----- 原文
「沈黙と向き合う」:静けさを“チームの原動力”に変えるファシリテーション
読者の皆さまへ
日賑グローバルのブレットです。今回は、会議中の「沈黙」を味方につけるファシリテーションにフォーカスしてみたいと思います。
司会やファシリテーターとして参加者に問いかけをしてみたけれど、誰からも声が上がらない――そんな“沈黙”への戸惑いの経験は誰にでもあるのではないでしょうか。
ただ、沈黙自体は必ずしも「悪い反応」ではありません。 使い方次第で、むしろチームの深い対話や気づきの入り口になることもあるのです。
🔑 “沈黙”を“エネルギー”に変える3つの鍵
1. 沈黙の背景を見極める
弊社の米国のパートナーのボルテージコントロール社によるコミュニティ「Facilitation Lab」ではこのテーマは多くの関心を集めていました。
沈黙の理由は、ただ「答えがない」からだけではなく、参加者が以下のような状況に置かれている場合もあります:
● 心理的安全性の欠如(上下関係のある場面など)
● 文化的背景や初対面の緊張感
● 頭の中では考えていても、まだ言語化できていない状態
● 質問自体がわかりづらい
第3回コラムでも少し触れましたが、私は元教師として、そして現在ファシリテーターとして、「間違えることへの恐れ」「場の空気を壊したくない気持ち」から発言を控える日本の参加者に数多く出会ってきました。
参加者のそうした気持ちは会議参加への“拒絶”ではなく、「条件が整えば参加したい」という“準備”のサインと受け取ることが大切だと感じます。
2. 沈黙を破り、話しやすくなる条件を整える ― “仕掛け”をつくる
「大勢の前で話すのはハードルが高い」——そんな時は、話す順序や形式を変えてみましょう:
● 「1-2-4-All」のように、まずソロ(一人)で考え、意見をまとめる時間を与え、その意見をペアで共有したうえで、全体に共有してもらう
● 一人ずつ順番に話す「ラウンドロビン」形式で、全員に発言のチャンスを与える
● 違憲や考えをポストイットなどに書き出してから共有する(オンラインでも可)
Facilitation Labのメンバー、ロビン・ベラビー氏は、「この場の成功とは何か?」を冒頭で話し合い、その結果を張り出して“見える化”して掲示しておき、参加者にいさせることの発言効果も語っていました。
----------
----- 表示エントリー
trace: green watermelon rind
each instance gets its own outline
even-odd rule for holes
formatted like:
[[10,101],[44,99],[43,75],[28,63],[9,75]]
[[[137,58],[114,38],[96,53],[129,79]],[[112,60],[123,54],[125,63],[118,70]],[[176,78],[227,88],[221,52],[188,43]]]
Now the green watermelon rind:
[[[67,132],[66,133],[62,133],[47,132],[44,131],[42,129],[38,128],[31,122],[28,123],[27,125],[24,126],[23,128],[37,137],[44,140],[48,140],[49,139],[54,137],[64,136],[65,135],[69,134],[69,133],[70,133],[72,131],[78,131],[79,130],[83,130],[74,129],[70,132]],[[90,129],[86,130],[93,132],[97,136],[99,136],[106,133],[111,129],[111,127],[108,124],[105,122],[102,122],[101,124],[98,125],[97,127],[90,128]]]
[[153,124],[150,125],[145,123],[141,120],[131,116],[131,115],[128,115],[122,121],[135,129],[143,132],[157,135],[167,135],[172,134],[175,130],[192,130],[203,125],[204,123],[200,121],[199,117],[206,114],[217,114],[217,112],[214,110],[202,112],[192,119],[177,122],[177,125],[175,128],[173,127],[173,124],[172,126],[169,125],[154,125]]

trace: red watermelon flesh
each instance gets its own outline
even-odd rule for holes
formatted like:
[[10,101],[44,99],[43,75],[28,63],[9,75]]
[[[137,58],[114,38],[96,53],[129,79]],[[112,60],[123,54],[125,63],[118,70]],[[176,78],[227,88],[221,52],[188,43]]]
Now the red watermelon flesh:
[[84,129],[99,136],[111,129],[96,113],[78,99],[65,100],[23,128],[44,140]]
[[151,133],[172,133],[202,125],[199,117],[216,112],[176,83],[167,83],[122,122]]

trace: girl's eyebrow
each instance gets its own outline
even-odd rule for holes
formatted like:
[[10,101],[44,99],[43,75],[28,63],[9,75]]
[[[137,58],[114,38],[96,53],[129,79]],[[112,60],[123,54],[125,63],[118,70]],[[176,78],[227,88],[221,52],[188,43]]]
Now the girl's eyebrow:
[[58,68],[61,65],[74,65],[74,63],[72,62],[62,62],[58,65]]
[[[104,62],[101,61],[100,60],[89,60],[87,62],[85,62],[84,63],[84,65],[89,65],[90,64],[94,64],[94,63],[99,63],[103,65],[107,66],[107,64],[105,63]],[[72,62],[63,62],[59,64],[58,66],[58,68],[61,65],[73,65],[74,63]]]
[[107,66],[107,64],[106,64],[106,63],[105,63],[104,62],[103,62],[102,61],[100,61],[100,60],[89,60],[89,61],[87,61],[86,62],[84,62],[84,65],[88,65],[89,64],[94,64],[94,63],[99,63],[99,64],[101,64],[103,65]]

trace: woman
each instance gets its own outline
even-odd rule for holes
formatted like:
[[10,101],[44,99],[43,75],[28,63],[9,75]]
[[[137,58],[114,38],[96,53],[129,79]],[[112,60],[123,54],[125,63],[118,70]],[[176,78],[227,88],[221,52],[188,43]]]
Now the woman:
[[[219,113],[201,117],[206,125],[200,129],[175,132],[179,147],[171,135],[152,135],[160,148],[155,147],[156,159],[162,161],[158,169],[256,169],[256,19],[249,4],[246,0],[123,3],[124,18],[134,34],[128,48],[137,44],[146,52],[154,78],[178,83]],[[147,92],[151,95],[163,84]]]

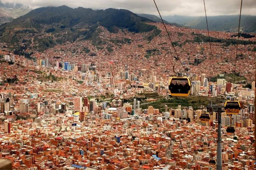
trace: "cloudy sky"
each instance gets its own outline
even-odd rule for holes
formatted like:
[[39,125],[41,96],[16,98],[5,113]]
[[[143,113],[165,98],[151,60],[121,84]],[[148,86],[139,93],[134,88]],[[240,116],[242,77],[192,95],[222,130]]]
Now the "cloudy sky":
[[[161,14],[202,16],[204,14],[203,0],[155,0]],[[35,8],[65,5],[73,8],[82,7],[94,9],[109,8],[124,8],[136,13],[158,16],[153,0],[2,0],[3,2],[23,3]],[[205,0],[207,15],[239,14],[241,0]],[[256,0],[244,0],[242,14],[256,15]]]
----------
- 取り組むこと
(1) 会議中の沈黙を扱った原文をもとに、次の問いに答えること。
(a) 上下関係のある場面などで欠けているとして、沈黙の背景に挙げられているものは何か。
(b) 筆者は、現在のファシリテーターになる前に何をしていたと述べているか。
(c) 全員に発言のチャンスを与えるため、一人ずつ順番に話す形式は何と呼ばれているか。
(2) 会議中の沈黙についての原文を、最後の文の後から書き継ぐこと。

- 解答
(1)
(a) 心理的安全性
(b) 教師
(c) ラウンドロビン

(2)
3. 沈黙を破る「問いかけ」
沈黙の原因が「質問の難しさ」にあることも。そんな時に参考になるのが、マイケル・ウィルキンソン氏が提唱する「Type A」と「Type B」の問いの違いです:
● Type A:事実を尋ねる直接的な質問(例:「今の業務プロセスは?」)
● Type B:イメージを思い描かせる質問(例:「最近“うまくいった会議”を思い出してみてください…」)
参加者が頭の中で「場面をイメージ」できる問いの方が、言葉が出やすく、会話が広がりやすいのです。
効果的なフレーズの例:
「想像してみてください…」
「過去にこんな経験はありませんか?」
「ある状況を思い浮かべてください…」
💡 なぜこのテーマを選んだのか?
第3回コラムでもお話しましたが、私は日本での教員時代に多くの沈黙の場を見てきました。今回お届けしたような“沈黙の原因の見極め”や“沈黙を破る仕掛け”づくり、並びに“問いかけ”のスキルがあれば、きっと沈黙を活発な議論のエネルギーに換えることができていたであろうと思います。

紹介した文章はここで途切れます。